Extract to read:
________

Now I don't know much about Mexican history, but I do like to eat Mexican food. It's probably my favourite cuisine. Dollop was weaned on spices and herbs, and likes her food to be tasty. Mini was weaned on more traditional English fayre, but is slowly coming around to other foods, and now enjoys a Chinese takeaway, or a Korma, mild tacos and recently, chicken fajitas have become quite a firm favourite. The NC will eat pretty much anything ;-)

In order to spend a bit more time together, to develop and nurture this growing interest in food and also as a relatively calm activity when post-school fatigue sets in, Mini and I have begun cooking our evening meal together sometimes. Mini has always been interested in baking, he loves helping out in the kitchen, and is always so proud of his offerings. I will add that he has a lighter touch than I, so his pastry and crumble toppings outshine mine! And his favourite job is grating cheese, which is handy because it's a job that I loathe.

I hadn't heard of Cinco de Mayo until recently, but was thrilled to receive some products from Discovery to review in honour of this celebration.

________

Data segment:

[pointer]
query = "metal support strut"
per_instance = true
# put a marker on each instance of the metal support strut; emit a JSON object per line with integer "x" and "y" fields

________

Given instruction 1: In the extract about family cooking, which kitchen job does Mini like best?
Given instruction 2: Please carry the extract about family cooking forward from its final sentence.

Expected answer 1: Grating cheese.

Expected answer 2:
So, Mini and I set together working out what we could make with the products we received - a Fajita cooking kit, Cajun Season and Serve Sauce, and the new Garlic and Herb soured cream. I'm vegetarian, and so the whole family eats meat-free most of the time. I was pleased to see that everything we were sent is vegetarian friendly and so totally suitable for us. We hit the supermarket together to choose vegetables for our meal, and Mini can be a bit fussy about veg which is why they're a bit eclectic! We decided to use the medium spiced Cajun Season and Serve Sauce to make a spicy, saucy dish to have with plan boiled long grain rice, accompanied by the Garlic and Herb soured cream.
As a confident (in the kitchen at least) 6 year old, Mini is capable of care with a knife. He has his own little chopping board and knife, and I'm happy for him to use them with my careful supervision. He is also wary and safe around the hob and hot saucepans, so again with supervision and assistance, we do the hob-jobs together. Use your own judgement with your own children.
So here's our recipe...


Cinco de Mayo spicy Cajun veggies with rice
To feed four adults.


1 tin of chickpeas, drained and rinsed.
1 large tin of sweetcorn, drained
3 medium carrots, peeled and chopped into chunks
1 medium onion, chopped into large chunks
4/5 runnerbeans, chopped into diamonds
Cooking oil (we use light and mild olive oil)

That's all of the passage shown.